» **Your tasks**
[A] Answer these about the forum thread on faith and violence:
(i) Whom does JB0704 cite as someone who created an excuse without faith?
(ii) What does atlashunter say most people have that trumps their faith?
(iii) In the investment scenario, by how much would the opportunity increase?
[B] Apart from God and the forum users, which people are named in the forum thread on faith and violence?

» **Quoted passage**
**********
Poor dead, crazy, beautiful artist.


----------



## ambush80 (Dec 18, 2012)

JB0704 said:


> Yes. Crazy people will take things to extremes that rational people will not.
> 
> You and I do not blame guns for gun violence.  Why do you blame faith for faith based violence?  It seem the faith simply becomes an excuse to do harm.  Manson, for example, went out and created an excuse without faith.
> 
> ...



If you or I heard God command us to do something, who would be most likely to obey?


----------



## atlashunter (Dec 18, 2012)

JB0704 said:


> Yes. Crazy people will take things to extremes that rational people will not.
> 
> You and I do not blame guns for gun violence.  Why do you blame faith for faith based violence?  It seem the faith simply becomes an excuse to do harm.  Manson, for example, went out and created an excuse without faith.
> 
> Crazy people do crazy things.



As you point out with Abraham, it's not crazy if his beliefs are true. If it turns out that Atta's beliefs were true then what he did was just as rational as you claim Abraham's actions were if his were true. The problem is that faith is not a means of differentiating fantasy from reality, truth from fiction. Therein lies the danger.




JB0704 said:


> Somehow, millions of people with the same beliefs draw different conclusions



Sure and like I have already said most people have a sense of self preservation that trumps their faith. A lot of folks out there share Atta's religious beliefs but not enough to act on it. But that is beside the point. The point is not what others believe it's what the guy behind the controls of that airliner believed and what motivated him to behave in the way he did. It was a faith based world view, a willingness to accept claims without evidence.




JB0704 said:


> Depends on what the truth is.  If he really did hear God, then great faith.  If there is no God, then insane.



And if Andrea Yates really did hear God... Or Atta, etc. Whatever you happen to believe or not believe one thing that we should be able to agree on is that there are a vast number of competing and contradictory beliefs floating around out there that can't all be true if any are and the relevant question in this is what is true. That is what matters. But some people place less importance on that question and more on how they feel. Something that has no bearing on the truth. Maybe that is how we ended up with so many competing beliefs to begin with.

I suspect that you don't live that way yourself. If someone was to knock on your door and tell you that the creator of the universe had sent them with a wonderful investment opportunity that would increase 100 fold but you had to demonstrate your faith by investing everything you own I suspect you would want to see some hard evidence. If your wife said "They are telling us the truth and I know it because I can feel it. It just feels so right when they tell me about this opportunity and the returns we can make.". Now yes if they happen to be telling the truth the rational thing to do is go for it. And if they are lying the rational thing is to tell them to get lost. Is faith of any value in determining whether they are telling you the truth or not? No it isn't. Going with your wife's gut feeling is a shot in the dark. It's an irrational move and in a world where you've got thousands of guys selling this scheme even if it happens to be true in one particular case it still isn't rational to go off of faith even if you happen to guess right. And it's dangerous to take that risk. Now maybe you aren't putting everything you have on the line for that chance like Atta did, so the risks aren't as high. But that still doesn't make it any less irrational.
**********
(Object point labels)

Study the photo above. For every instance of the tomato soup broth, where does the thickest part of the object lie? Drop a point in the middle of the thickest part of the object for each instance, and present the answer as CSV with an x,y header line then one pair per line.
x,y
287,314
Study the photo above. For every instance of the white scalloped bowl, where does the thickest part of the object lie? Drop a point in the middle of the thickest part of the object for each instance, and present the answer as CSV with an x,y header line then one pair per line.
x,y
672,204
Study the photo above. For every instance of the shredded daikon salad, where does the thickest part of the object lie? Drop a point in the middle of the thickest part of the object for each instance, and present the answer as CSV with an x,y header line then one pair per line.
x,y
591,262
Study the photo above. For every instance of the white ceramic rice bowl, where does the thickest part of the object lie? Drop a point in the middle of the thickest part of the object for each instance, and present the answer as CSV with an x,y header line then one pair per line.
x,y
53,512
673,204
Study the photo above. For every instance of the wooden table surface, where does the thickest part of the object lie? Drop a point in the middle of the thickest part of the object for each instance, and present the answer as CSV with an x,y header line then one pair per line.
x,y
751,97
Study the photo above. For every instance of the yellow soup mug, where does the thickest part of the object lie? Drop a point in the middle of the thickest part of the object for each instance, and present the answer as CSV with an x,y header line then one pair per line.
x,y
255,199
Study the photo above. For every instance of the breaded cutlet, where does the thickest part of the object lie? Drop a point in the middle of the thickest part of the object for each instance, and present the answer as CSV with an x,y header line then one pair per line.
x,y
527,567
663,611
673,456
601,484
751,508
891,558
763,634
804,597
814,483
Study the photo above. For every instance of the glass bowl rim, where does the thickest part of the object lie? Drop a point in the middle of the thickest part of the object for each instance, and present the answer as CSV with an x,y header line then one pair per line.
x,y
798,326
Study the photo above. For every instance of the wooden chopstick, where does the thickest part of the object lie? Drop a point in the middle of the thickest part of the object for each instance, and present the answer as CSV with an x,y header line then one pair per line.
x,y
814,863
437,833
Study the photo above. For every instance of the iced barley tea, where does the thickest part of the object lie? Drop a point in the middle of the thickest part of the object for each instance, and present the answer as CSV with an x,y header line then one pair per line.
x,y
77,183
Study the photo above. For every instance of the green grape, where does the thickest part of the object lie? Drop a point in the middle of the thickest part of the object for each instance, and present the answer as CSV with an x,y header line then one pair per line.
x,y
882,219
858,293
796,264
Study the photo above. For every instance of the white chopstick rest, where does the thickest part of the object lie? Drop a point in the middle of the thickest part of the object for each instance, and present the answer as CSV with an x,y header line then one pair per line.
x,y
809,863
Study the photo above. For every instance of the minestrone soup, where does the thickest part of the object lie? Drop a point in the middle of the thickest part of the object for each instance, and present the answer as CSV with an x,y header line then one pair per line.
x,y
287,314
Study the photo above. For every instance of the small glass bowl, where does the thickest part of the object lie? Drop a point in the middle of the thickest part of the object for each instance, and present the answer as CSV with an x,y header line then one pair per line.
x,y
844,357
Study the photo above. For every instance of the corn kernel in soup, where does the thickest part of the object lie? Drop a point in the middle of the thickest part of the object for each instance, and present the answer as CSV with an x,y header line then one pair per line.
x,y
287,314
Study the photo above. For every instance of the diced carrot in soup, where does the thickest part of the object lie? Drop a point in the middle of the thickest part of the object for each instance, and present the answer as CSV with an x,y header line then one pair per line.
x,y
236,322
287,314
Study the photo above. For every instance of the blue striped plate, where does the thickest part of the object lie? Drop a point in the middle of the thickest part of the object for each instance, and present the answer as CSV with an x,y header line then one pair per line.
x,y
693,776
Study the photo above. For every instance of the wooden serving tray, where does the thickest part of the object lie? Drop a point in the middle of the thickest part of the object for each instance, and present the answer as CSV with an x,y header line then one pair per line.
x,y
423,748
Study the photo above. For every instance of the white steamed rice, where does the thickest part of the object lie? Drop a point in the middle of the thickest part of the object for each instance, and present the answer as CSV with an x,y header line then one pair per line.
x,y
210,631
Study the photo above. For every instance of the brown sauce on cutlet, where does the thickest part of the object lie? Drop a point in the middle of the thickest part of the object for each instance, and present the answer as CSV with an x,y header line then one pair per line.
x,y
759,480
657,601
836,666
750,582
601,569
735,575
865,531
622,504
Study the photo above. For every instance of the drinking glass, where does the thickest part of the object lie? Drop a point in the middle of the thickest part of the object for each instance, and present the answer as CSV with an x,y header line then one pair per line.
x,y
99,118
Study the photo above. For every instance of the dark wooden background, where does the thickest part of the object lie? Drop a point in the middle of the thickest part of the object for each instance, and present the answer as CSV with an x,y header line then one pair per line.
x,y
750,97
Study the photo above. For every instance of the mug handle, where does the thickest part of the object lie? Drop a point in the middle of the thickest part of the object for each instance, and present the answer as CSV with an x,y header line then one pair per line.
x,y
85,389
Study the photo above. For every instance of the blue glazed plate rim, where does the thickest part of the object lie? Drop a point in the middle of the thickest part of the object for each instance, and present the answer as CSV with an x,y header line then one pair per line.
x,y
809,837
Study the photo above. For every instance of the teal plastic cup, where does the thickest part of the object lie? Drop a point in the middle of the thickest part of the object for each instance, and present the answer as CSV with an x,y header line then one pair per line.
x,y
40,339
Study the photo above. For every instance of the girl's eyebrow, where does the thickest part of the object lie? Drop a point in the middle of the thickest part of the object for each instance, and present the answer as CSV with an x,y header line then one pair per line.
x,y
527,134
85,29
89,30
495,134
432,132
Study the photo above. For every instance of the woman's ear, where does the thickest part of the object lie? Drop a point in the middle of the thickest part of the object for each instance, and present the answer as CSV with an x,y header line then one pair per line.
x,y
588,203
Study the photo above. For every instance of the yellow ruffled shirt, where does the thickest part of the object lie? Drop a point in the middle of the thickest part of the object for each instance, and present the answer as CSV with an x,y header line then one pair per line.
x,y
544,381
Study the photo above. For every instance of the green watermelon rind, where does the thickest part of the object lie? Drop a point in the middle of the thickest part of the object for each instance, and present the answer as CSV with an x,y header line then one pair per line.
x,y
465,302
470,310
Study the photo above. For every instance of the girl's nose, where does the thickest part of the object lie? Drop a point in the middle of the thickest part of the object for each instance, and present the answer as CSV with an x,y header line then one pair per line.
**********
» **Expected responses**
[A]
(i) Manson
(ii) A sense of self preservation
(iii) 100 fold

[B] Manson, Abraham, Atta, Andrea Yates